EXERCISE AIM: Reproduce every line of the material below precisely as it appears.

Excerpts from a dataset:
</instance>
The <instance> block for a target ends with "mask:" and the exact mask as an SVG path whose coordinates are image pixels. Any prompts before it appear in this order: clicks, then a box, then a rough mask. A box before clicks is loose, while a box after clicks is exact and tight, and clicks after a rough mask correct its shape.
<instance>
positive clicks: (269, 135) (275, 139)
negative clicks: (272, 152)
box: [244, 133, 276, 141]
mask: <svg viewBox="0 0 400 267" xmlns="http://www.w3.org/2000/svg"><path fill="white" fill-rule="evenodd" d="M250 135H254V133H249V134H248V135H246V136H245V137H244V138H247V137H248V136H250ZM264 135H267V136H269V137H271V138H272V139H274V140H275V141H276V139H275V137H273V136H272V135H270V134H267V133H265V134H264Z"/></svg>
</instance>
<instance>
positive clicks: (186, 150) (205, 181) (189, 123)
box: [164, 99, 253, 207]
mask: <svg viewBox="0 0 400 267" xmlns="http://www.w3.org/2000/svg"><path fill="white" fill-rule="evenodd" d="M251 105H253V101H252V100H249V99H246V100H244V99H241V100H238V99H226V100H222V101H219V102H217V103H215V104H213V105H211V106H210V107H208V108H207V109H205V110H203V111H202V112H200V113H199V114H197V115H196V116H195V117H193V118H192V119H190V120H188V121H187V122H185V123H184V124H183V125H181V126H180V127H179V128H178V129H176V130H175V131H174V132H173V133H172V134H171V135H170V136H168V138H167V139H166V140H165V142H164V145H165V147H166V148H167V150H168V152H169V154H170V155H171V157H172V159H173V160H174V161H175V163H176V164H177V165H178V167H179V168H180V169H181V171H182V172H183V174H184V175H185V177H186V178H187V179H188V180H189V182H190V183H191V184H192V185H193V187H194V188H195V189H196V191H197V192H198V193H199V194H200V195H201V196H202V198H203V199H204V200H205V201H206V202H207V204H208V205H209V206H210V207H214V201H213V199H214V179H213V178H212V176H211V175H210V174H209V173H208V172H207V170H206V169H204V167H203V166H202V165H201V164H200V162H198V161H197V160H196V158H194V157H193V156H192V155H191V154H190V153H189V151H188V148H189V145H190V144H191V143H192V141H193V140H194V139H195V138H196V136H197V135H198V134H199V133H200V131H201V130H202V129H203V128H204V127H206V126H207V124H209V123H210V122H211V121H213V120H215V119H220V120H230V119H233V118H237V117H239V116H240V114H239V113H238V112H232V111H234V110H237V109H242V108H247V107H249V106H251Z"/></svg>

SOLUTION:
</instance>
The <instance> block for a target ends with "mask:" and the exact mask as an SVG path whose coordinates are image pixels. Any prompts before it appear in this order: clicks, then a box, then a rough mask. A box before clicks is loose, while a box after clicks is exact and tight, and clicks after a rough mask correct its shape.
<instance>
positive clicks: (269, 135) (275, 139)
negative clicks: (272, 152)
box: [244, 133, 276, 141]
mask: <svg viewBox="0 0 400 267" xmlns="http://www.w3.org/2000/svg"><path fill="white" fill-rule="evenodd" d="M250 135H254V133H249V134H248V135H246V136H245V137H244V138H247V137H248V136H250ZM264 135H267V136H269V137H271V138H272V139H274V140H275V141H276V139H275V137H273V136H272V135H270V134H267V133H265V134H264Z"/></svg>
</instance>
<instance>
positive clicks: (186, 150) (205, 181) (189, 123)
box: [164, 99, 253, 207]
mask: <svg viewBox="0 0 400 267" xmlns="http://www.w3.org/2000/svg"><path fill="white" fill-rule="evenodd" d="M251 105H253V101H252V100H249V99H246V100H244V99H241V100H238V99H226V100H222V101H219V102H217V103H215V104H213V105H211V106H210V107H208V108H207V109H205V110H203V111H202V112H200V113H199V114H197V115H196V116H195V117H193V118H192V119H190V120H188V121H187V122H185V123H184V124H183V125H181V126H180V127H179V128H178V129H176V130H175V131H174V132H173V133H172V134H171V135H170V136H168V138H167V139H166V140H165V142H164V145H165V147H166V148H167V150H168V152H169V154H170V155H171V157H172V159H173V160H174V161H175V163H176V164H177V165H178V167H179V168H180V169H181V171H182V172H183V174H184V175H185V177H186V178H187V179H188V180H189V182H190V183H191V184H192V185H193V187H194V188H195V189H196V191H197V192H198V193H199V194H200V195H201V196H202V198H203V199H204V200H205V201H206V202H207V204H208V205H209V206H210V207H214V201H213V199H214V179H213V178H212V176H211V175H210V174H209V173H208V172H207V170H206V169H204V167H203V166H202V165H201V164H200V162H198V161H197V160H196V158H194V157H193V156H192V155H191V154H190V153H189V151H188V148H189V145H190V144H191V143H192V141H193V140H194V139H195V138H196V136H197V135H198V134H199V133H200V131H201V130H202V129H203V128H204V127H206V126H207V124H209V123H210V122H211V121H213V120H215V119H220V120H230V119H233V118H237V117H239V116H240V114H239V113H238V112H232V111H234V110H237V109H242V108H247V107H249V106H251Z"/></svg>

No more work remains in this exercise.